[ACTION ITEM] Scan the records for the line containing "Could you please mark the pencil". From there through the last line, write out each line exactly.

[RAW DATA]
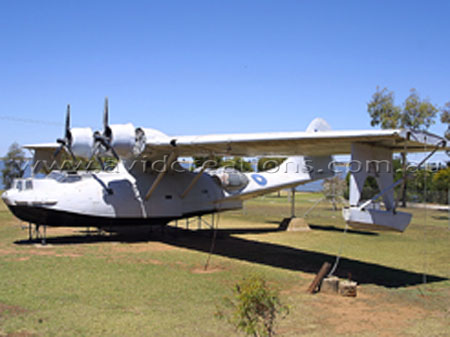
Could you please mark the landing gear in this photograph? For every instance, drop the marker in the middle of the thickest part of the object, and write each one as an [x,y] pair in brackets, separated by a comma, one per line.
[37,233]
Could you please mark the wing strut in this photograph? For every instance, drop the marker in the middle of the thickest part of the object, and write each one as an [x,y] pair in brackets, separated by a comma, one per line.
[161,175]
[193,182]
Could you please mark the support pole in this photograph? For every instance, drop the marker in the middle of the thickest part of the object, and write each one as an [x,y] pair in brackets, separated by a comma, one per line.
[293,202]
[160,176]
[44,237]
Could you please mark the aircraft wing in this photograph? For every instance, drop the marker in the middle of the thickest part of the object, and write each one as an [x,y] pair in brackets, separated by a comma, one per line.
[295,143]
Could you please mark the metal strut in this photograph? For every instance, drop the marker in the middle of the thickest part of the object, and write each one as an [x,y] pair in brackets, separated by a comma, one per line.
[160,176]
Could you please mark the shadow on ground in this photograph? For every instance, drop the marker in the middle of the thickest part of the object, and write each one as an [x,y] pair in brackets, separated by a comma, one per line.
[271,254]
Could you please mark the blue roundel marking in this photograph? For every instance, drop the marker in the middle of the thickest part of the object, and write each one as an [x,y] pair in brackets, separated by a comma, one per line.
[259,179]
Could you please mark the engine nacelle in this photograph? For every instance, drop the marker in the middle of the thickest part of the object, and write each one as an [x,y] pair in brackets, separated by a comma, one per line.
[127,140]
[82,142]
[231,179]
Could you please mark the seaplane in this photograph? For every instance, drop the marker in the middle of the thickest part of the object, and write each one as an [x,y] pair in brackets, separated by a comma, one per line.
[148,185]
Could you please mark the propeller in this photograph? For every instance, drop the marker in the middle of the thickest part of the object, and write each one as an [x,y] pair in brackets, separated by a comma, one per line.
[103,139]
[66,142]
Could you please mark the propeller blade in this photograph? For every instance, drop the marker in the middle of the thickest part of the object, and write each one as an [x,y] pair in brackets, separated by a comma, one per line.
[58,150]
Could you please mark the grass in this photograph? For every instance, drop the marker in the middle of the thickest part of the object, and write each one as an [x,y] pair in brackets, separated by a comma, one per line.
[96,286]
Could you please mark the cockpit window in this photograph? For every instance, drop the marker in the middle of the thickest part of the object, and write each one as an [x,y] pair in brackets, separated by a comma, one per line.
[28,185]
[70,179]
[63,177]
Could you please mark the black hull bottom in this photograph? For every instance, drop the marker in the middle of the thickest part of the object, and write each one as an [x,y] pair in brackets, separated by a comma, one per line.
[49,217]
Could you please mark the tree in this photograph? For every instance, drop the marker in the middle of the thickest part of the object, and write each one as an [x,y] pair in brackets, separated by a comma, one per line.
[441,183]
[14,165]
[416,113]
[253,308]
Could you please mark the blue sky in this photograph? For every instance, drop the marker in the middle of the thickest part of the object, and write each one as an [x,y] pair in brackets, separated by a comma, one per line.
[196,67]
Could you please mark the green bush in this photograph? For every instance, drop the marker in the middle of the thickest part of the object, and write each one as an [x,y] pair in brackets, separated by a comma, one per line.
[253,308]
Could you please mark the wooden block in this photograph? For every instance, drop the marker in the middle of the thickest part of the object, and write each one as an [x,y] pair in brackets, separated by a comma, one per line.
[347,288]
[294,225]
[319,277]
[330,285]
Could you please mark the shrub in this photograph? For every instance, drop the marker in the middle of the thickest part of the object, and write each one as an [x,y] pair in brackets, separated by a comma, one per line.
[253,308]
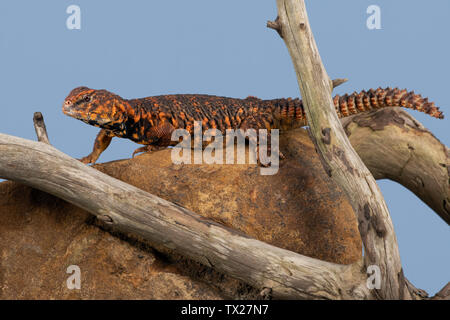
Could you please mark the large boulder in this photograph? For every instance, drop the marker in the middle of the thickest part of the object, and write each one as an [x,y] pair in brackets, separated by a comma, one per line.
[299,209]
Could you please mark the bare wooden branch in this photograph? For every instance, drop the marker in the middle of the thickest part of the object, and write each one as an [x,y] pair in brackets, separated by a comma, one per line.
[131,210]
[39,126]
[344,165]
[395,146]
[338,82]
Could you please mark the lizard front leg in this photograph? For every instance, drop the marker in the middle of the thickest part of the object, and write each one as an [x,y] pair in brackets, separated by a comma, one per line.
[102,142]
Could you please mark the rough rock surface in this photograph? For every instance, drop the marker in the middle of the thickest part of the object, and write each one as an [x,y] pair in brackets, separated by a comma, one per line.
[299,209]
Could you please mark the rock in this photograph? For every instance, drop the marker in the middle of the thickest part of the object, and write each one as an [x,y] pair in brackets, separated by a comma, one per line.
[299,209]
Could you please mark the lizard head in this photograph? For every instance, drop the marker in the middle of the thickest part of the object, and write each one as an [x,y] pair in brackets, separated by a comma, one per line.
[99,108]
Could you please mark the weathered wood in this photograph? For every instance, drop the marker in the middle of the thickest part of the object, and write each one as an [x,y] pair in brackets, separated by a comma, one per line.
[340,159]
[129,209]
[39,126]
[395,146]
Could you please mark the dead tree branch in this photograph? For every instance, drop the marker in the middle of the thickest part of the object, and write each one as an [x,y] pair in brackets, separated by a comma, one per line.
[395,146]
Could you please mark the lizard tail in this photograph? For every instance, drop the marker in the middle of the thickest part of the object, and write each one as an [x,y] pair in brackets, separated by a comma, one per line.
[347,105]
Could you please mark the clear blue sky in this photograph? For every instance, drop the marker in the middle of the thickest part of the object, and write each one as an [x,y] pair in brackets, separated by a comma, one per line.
[144,48]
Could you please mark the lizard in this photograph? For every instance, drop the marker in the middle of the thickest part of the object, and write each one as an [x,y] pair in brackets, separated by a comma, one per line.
[150,121]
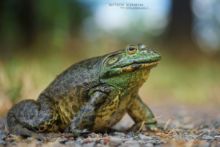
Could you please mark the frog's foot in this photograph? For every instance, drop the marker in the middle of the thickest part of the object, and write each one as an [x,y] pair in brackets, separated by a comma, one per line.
[143,126]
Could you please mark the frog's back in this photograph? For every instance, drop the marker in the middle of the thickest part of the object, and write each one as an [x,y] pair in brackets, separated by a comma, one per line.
[75,81]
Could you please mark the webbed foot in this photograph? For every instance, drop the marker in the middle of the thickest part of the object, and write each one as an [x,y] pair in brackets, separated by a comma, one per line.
[142,126]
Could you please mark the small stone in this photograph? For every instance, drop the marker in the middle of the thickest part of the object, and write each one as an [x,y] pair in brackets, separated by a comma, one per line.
[144,137]
[2,137]
[91,144]
[148,145]
[115,141]
[207,137]
[130,143]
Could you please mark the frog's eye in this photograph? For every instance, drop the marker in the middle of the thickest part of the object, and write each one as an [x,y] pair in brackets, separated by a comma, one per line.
[112,60]
[131,50]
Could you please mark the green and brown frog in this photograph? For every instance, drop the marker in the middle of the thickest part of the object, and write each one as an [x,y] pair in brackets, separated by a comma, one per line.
[92,95]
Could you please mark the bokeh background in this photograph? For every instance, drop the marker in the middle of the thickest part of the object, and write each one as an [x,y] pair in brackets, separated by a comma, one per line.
[39,39]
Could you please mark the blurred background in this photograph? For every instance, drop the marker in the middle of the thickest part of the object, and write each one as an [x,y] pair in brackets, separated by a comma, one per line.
[39,39]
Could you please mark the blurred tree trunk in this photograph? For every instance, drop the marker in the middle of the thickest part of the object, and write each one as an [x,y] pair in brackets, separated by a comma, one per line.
[179,34]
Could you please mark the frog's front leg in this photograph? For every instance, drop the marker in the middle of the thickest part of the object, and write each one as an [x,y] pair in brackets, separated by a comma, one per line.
[29,116]
[142,115]
[85,118]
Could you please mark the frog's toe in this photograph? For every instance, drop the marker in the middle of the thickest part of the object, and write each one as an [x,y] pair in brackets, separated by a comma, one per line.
[152,127]
[142,126]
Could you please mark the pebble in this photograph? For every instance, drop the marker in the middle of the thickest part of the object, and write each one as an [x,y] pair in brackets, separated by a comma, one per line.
[115,141]
[2,137]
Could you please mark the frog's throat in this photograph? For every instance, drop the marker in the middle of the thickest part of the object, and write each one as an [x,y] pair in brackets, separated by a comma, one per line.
[129,68]
[134,67]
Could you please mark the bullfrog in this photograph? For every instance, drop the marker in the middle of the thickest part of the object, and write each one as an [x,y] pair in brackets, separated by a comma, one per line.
[92,95]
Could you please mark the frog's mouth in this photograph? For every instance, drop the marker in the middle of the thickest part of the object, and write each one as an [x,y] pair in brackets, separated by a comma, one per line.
[138,66]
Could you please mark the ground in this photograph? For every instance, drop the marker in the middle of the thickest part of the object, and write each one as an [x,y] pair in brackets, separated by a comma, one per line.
[180,125]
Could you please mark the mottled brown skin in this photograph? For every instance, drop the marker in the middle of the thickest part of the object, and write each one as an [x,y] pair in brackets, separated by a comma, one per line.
[93,95]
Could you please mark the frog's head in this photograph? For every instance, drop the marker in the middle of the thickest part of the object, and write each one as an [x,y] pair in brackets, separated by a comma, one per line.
[129,60]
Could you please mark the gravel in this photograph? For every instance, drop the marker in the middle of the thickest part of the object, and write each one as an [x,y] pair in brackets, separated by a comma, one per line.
[182,130]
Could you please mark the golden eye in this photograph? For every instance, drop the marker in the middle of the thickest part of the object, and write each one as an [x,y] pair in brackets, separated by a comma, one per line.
[112,60]
[131,50]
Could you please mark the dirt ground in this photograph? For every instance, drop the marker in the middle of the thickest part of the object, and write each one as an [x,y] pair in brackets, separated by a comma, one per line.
[179,125]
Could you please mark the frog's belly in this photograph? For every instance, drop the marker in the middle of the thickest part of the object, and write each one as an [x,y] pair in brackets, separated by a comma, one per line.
[108,115]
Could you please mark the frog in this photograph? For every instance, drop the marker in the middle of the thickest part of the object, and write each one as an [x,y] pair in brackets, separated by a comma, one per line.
[92,95]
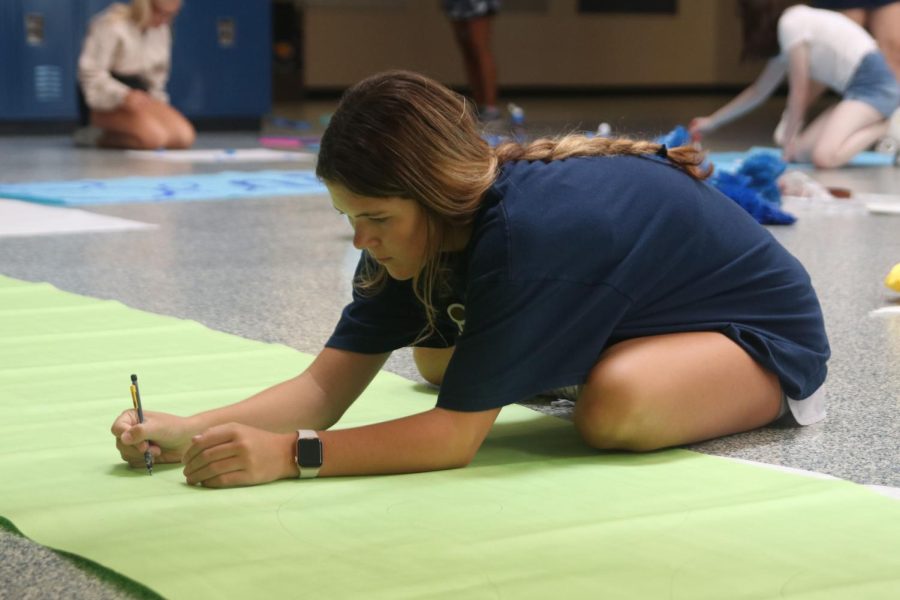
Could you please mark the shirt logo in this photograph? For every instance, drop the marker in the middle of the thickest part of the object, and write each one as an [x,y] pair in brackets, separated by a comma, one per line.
[457,312]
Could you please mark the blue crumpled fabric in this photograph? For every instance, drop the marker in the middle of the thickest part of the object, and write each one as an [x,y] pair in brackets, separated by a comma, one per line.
[752,185]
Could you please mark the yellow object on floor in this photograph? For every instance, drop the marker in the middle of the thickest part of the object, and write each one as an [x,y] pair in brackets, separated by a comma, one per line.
[893,278]
[537,514]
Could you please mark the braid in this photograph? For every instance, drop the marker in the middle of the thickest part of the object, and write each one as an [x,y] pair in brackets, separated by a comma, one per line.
[686,158]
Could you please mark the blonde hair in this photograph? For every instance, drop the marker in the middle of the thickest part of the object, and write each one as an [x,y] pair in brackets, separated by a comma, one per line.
[142,10]
[401,134]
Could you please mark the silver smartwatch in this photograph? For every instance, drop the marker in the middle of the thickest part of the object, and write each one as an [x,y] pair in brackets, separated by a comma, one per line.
[308,454]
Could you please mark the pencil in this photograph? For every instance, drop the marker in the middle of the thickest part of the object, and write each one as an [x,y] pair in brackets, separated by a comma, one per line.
[136,400]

[ANSWER SPACE]
Could you please mark the pencil in this photograph? For every instance, drop the marker in the middle of the thickest part of the object, and write each one as an [x,y] pair in brackets, separated by a comma, one per line.
[136,400]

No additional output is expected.